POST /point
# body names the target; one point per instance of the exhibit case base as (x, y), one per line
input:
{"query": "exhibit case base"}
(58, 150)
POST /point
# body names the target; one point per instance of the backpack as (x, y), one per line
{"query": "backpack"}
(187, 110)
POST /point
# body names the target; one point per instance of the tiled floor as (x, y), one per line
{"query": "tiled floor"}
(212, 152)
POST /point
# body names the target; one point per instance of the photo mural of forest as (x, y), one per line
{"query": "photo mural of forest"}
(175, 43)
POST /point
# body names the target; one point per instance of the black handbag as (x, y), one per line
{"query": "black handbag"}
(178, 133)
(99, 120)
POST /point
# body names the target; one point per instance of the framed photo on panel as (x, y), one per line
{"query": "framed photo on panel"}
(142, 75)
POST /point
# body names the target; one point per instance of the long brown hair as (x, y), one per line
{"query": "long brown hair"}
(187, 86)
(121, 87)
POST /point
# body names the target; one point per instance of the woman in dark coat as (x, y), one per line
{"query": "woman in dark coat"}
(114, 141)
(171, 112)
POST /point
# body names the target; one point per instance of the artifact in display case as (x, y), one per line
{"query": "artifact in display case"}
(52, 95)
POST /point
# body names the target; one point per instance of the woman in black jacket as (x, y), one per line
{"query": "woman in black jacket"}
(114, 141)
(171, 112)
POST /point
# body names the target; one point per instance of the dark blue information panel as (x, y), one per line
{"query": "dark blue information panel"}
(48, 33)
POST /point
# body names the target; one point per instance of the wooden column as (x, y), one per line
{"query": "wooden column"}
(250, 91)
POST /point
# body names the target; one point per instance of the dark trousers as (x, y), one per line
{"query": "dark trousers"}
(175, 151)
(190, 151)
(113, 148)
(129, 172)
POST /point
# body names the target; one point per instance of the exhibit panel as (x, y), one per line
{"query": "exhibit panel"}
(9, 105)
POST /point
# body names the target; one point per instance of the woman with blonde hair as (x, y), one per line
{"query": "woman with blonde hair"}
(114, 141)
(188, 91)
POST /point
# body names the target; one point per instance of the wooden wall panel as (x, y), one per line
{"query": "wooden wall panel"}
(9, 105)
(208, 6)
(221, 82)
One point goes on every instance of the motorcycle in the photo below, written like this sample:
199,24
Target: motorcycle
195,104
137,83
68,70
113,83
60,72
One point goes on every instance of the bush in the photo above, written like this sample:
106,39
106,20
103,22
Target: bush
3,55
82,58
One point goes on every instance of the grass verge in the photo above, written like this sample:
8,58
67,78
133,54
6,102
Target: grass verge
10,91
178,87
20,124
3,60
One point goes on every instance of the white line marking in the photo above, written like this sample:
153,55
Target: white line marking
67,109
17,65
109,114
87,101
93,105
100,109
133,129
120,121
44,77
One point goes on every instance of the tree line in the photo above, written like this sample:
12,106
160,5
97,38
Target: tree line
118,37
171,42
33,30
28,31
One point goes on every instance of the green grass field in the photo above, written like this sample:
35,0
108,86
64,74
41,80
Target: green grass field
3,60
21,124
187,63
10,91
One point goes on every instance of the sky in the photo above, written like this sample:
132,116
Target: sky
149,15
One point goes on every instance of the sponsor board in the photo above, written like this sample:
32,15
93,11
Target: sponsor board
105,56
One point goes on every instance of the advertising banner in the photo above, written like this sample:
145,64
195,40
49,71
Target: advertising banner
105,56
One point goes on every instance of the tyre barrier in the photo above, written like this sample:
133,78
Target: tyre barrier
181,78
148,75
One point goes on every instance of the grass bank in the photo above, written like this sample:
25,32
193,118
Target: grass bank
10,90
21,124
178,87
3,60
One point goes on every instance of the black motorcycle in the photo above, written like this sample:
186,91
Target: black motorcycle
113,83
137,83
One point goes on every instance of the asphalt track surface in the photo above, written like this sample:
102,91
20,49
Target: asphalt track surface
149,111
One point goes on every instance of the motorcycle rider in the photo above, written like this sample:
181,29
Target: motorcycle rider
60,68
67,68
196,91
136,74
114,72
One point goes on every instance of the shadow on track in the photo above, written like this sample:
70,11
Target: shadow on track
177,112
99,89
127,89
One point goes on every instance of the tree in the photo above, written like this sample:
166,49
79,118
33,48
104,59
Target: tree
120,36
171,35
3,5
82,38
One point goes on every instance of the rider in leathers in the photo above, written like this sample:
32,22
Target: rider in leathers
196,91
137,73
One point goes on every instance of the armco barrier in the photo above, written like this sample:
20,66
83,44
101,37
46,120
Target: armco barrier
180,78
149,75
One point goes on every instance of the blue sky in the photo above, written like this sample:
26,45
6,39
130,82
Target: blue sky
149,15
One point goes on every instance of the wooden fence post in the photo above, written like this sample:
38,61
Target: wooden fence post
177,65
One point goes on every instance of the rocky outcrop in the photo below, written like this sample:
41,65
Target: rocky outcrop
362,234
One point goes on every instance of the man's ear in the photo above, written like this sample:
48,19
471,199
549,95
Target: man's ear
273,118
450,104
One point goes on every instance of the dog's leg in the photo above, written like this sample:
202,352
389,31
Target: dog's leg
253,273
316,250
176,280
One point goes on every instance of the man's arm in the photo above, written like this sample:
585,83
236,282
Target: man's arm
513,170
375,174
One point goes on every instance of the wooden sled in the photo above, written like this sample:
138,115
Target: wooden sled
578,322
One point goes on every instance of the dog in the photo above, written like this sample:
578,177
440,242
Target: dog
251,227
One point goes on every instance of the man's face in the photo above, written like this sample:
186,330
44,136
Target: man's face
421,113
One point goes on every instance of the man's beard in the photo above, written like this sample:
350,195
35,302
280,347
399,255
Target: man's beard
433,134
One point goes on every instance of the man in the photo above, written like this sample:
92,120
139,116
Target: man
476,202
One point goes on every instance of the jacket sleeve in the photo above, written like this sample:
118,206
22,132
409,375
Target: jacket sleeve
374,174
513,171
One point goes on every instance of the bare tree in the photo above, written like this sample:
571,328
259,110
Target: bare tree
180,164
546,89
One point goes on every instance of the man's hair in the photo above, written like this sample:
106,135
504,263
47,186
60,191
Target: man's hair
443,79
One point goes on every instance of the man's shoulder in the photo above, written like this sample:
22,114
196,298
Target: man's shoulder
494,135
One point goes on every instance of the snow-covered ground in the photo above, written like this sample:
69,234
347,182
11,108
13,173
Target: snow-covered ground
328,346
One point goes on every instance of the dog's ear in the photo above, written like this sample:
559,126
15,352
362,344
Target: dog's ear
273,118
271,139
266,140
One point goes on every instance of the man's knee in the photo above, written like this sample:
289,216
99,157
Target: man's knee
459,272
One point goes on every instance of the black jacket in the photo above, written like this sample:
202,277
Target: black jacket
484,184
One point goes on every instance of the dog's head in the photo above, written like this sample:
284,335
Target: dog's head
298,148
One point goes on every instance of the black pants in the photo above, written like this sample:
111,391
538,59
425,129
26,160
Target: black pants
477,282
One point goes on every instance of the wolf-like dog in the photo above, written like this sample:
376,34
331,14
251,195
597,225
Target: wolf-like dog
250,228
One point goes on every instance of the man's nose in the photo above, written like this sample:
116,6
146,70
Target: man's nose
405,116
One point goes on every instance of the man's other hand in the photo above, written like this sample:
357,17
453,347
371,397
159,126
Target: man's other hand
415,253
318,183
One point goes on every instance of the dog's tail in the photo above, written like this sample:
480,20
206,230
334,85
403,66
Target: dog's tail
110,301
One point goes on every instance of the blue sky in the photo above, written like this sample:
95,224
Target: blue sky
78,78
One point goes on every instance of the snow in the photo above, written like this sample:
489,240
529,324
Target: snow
-------------------------
» Exercise description: Reproduce all of the material above word for word.

» Written reply:
POST /point
# body names the target; one point per instance of the exhibit case base as (x, y), one per line
input:
{"query": "exhibit case base"}
(58, 150)
POST /point
# body names the target; one point per instance of the backpack as (x, y), one per line
{"query": "backpack"}
(187, 110)
POST /point
# body names the target; one point per instance of the tiled floor as (x, y), one per line
{"query": "tiled floor"}
(212, 152)
POST /point
# body names the target; one point per instance of the photo mural of forest as (x, y), one per line
{"query": "photo mural of forest"}
(175, 43)
POST /point
# body names the target; one point per instance of the black handbag as (x, y), one per line
{"query": "black handbag"}
(178, 133)
(99, 120)
POST /point
# body names the target; one point per instance of the framed photo on panel as (x, y), one per line
{"query": "framed photo on panel"}
(142, 75)
POST /point
# body names the target; one point per instance of the long brown hair as (x, y), one per line
{"query": "long brown hair"}
(187, 86)
(121, 87)
POST /point
# body names the target; one point per instance of the woman in dark coat as (x, y), one per line
{"query": "woman in dark coat"}
(114, 141)
(171, 112)
POST /point
# body names the target; one point per instance of the artifact in display case as (x, y), one per line
{"query": "artifact in display case"}
(52, 95)
POST /point
# body names the target; one point per instance of the woman in black jacket as (x, y), one per line
{"query": "woman in black jacket"}
(114, 141)
(171, 112)
POST /point
# body names the target; one point per instance of the dark blue information panel as (x, y), one per line
{"query": "dark blue information panel"}
(48, 33)
POST /point
# body names the target; one point per instance of the wooden column as (x, y), one per line
{"query": "wooden column"}
(250, 91)
POST /point
# body names the target; one point per instance of the dark trousers as (x, y), one per line
{"query": "dark trousers"}
(175, 151)
(190, 151)
(113, 148)
(129, 172)
POST /point
# body names the target; one point per instance of the exhibit panel as (x, y), one per line
{"query": "exhibit panel"}
(9, 105)
POST /point
# body names the target; one point per instance of the woman with blonde hair as (x, y), one per line
{"query": "woman with blonde hair"}
(114, 141)
(188, 91)
POST /point
# body names the target; one point per instance of the wooden wall panel as (x, y), one per line
{"query": "wooden wall panel"}
(9, 105)
(208, 6)
(221, 82)
One point goes on every instance of the motorcycle in the photo below, written like this sample:
199,24
Target: motorcycle
195,104
137,83
68,70
113,83
60,72
One point goes on every instance of the bush in the photo above, written like this sample:
106,39
106,20
103,22
Target: bush
3,55
82,58
One point goes on every instance of the grass verge in the photo above, written like this sample:
8,58
67,78
133,54
6,102
Target: grass verge
10,91
178,87
20,124
3,60
One point goes on every instance of the white line marking in the photo above, written like this sample:
153,55
Target: white line marking
67,109
17,65
109,114
87,101
93,105
100,109
133,129
120,121
44,77
One point goes on every instance of the tree line in the photo above, written like this sample:
12,106
160,5
97,38
Target: tree line
118,37
171,42
33,30
28,31
One point goes on every instance of the green grass field in the photo above, written like this sample:
35,0
108,86
64,74
41,80
Target: green grass field
3,60
21,124
187,63
10,91
One point goes on every instance of the sky in the photo above, written like this sample:
132,116
Target: sky
149,15
One point goes on every instance of the sponsor board in the photo above, written like this sample:
32,15
93,11
Target: sponsor board
105,56
One point goes on every instance of the advertising banner in the photo above, written like this sample:
145,64
195,40
49,71
Target: advertising banner
105,56
One point goes on every instance of the tyre barrier in the photo above, written like this sample:
133,78
Target: tyre barrier
181,78
148,75
One point goes on every instance of the grass bank in the photo above, written like this sample:
25,32
193,118
Target: grass bank
10,90
21,124
178,87
3,60
One point goes on every instance of the black motorcycle in the photo above, written like this sample:
186,91
Target: black motorcycle
113,83
137,83
One point goes on every instance of the asphalt track surface in the photo above, written like this sample:
102,91
20,49
Target: asphalt track surface
149,111
One point goes on every instance of the motorcycle rider in the photo above, written like this sample:
181,29
Target: motorcycle rider
60,68
67,68
196,91
136,74
114,72
One point goes on every instance of the shadow on track in the photo above, written like this sample:
70,11
Target: shadow on track
177,112
99,89
127,89
One point goes on every instance of the tree in the photo above, written like this sample:
166,49
79,118
33,48
104,59
Target: tree
120,36
171,35
3,5
82,38
One point goes on every instance of the rider in leathers in the photo above, written like this sample:
32,22
Target: rider in leathers
196,91
137,73
One point goes on every instance of the armco barrier in the photo above, written like this sample:
20,66
83,44
101,37
46,120
Target: armco barrier
180,78
149,75
One point goes on every instance of the blue sky in the photo above, written like this sample:
26,45
6,39
130,82
Target: blue sky
149,15
One point goes on every instance of the wooden fence post in the photo above, written like this sample:
38,61
Target: wooden fence post
177,65
One point goes on every instance of the rocky outcrop in the photo below, written like this sample:
41,65
Target: rocky outcrop
362,234
One point goes on every instance of the man's ear in the photo above, written like this sample:
48,19
471,199
549,95
Target: man's ear
273,118
450,104
One point goes on every instance of the dog's leg in the photo above, written like this sample:
202,352
389,31
Target: dog's leg
253,273
316,250
176,280
One point goes on every instance of the man's arm in the photo above, written like this sample:
585,83
236,282
Target: man's arm
513,170
375,174
One point goes on every instance of the wooden sled in the photo above, written like this sample:
138,115
Target: wooden sled
578,322
One point goes on every instance of the dog in the photo above, written like this sample:
578,177
440,242
Target: dog
251,227
One point goes on every instance of the man's face in the photo above, written like this sample:
186,330
44,136
Target: man's face
421,113
One point goes on every instance of the man's beard in the photo above, written like this sample:
350,195
35,302
280,347
399,255
Target: man's beard
433,134
One point goes on every instance of the man in the photo above, written like this sample:
92,120
139,116
Target: man
476,202
One point goes on every instance of the jacket sleeve in the photo above, written like this sample:
118,206
22,132
409,375
Target: jacket sleeve
374,174
513,171
One point goes on every instance of the bare tree in the photo above, written like this sample:
571,328
259,110
Target: bare tree
180,164
546,89
One point goes on every instance of the man's hair in the photo above, written like this sample:
106,135
504,263
47,186
60,191
Target: man's hair
443,79
One point goes on every instance of the man's shoulder in the photo above, written like this sample:
22,114
196,298
Target: man's shoulder
494,135
One point goes on every instance of the snow-covered ground in the photo above, written like this sample:
69,234
347,182
11,108
13,173
Target: snow-covered ground
328,346
One point goes on every instance of the dog's ear in the photo above, written like this sample:
559,126
15,352
362,344
Target: dog's ear
273,118
271,139
266,140
One point goes on every instance of the man's knee in the photo above, written like this sample:
289,216
99,157
Target: man's knee
459,272
One point goes on every instance of the black jacket in the photo above, written like this sample:
202,277
Target: black jacket
484,184
One point goes on every instance of the dog's head in the photo above, written like this sample:
284,335
Target: dog's head
298,148
One point goes on every instance of the black pants in the photo above, written like this sample:
111,391
538,59
425,129
26,160
Target: black pants
477,282
One point goes on every instance of the wolf-like dog in the photo above, written like this sample:
376,34
331,14
251,195
597,225
Target: wolf-like dog
250,228
One point goes on every instance of the man's nose in the photo above, written like this sample:
116,6
146,70
Target: man's nose
405,116
One point goes on every instance of the man's other hand in the photo above, written like this sample:
357,17
453,347
371,397
159,126
Target: man's other hand
415,253
318,183
One point goes on every instance of the dog's tail in the photo above, written like this sample:
480,20
206,230
334,85
403,66
Target: dog's tail
110,301
One point goes on every instance of the blue sky in the photo above, written like this sample:
95,224
Target: blue sky
78,78
One point goes on every instance of the snow in the photo above, written like this sample:
489,240
529,324
Target: snow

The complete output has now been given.